**EXERCISE AIM:** Which of the lines below contain the string "yellow"? Copy each one.

════════════════

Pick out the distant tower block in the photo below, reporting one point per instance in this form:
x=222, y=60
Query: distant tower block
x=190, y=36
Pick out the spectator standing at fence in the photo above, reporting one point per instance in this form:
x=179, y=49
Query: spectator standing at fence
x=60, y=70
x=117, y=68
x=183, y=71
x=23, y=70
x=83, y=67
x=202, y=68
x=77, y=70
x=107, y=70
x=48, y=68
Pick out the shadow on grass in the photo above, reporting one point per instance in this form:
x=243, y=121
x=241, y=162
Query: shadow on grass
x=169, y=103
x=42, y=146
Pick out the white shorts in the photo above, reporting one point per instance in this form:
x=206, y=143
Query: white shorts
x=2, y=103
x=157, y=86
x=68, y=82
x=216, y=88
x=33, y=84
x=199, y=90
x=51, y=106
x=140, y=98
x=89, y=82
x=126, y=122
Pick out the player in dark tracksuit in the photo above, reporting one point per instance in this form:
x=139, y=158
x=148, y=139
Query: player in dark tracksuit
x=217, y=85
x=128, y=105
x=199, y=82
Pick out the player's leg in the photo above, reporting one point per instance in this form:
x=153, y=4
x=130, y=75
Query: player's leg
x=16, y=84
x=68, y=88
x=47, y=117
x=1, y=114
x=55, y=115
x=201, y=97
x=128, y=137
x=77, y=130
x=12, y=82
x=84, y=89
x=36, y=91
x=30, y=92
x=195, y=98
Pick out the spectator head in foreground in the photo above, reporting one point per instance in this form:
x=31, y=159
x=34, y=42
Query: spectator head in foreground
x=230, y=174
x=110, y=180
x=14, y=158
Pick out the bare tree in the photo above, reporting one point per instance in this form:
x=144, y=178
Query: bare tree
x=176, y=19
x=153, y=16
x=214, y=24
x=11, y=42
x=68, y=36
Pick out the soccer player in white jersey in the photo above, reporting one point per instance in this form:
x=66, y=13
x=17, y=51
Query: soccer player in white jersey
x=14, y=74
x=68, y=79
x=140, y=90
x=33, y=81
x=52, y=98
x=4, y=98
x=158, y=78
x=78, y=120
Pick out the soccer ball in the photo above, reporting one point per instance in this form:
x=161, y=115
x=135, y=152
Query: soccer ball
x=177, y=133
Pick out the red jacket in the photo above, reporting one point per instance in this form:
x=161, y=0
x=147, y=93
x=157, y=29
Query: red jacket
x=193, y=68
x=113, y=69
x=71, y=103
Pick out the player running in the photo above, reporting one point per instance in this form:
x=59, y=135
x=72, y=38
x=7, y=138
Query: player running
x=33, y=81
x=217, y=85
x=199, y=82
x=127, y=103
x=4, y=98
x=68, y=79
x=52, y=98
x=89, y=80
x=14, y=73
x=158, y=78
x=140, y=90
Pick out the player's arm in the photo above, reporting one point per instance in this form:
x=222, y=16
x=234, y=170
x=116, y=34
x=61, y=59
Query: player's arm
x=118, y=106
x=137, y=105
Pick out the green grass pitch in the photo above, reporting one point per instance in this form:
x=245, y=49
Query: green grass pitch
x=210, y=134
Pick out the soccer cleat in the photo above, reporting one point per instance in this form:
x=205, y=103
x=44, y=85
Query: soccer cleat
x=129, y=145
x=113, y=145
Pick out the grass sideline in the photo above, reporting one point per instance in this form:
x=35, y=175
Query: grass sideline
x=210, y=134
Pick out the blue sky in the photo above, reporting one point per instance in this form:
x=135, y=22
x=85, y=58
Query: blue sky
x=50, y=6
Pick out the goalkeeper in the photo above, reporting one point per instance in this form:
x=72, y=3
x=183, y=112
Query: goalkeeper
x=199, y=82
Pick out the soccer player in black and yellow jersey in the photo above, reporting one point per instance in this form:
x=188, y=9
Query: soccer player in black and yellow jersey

════════════════

**ANSWER TO THIS PROBLEM:**
Pick out the soccer player in black and yellow jersey in the photo above, reporting one point per instance in this form:
Query: soccer player in black and yellow jersey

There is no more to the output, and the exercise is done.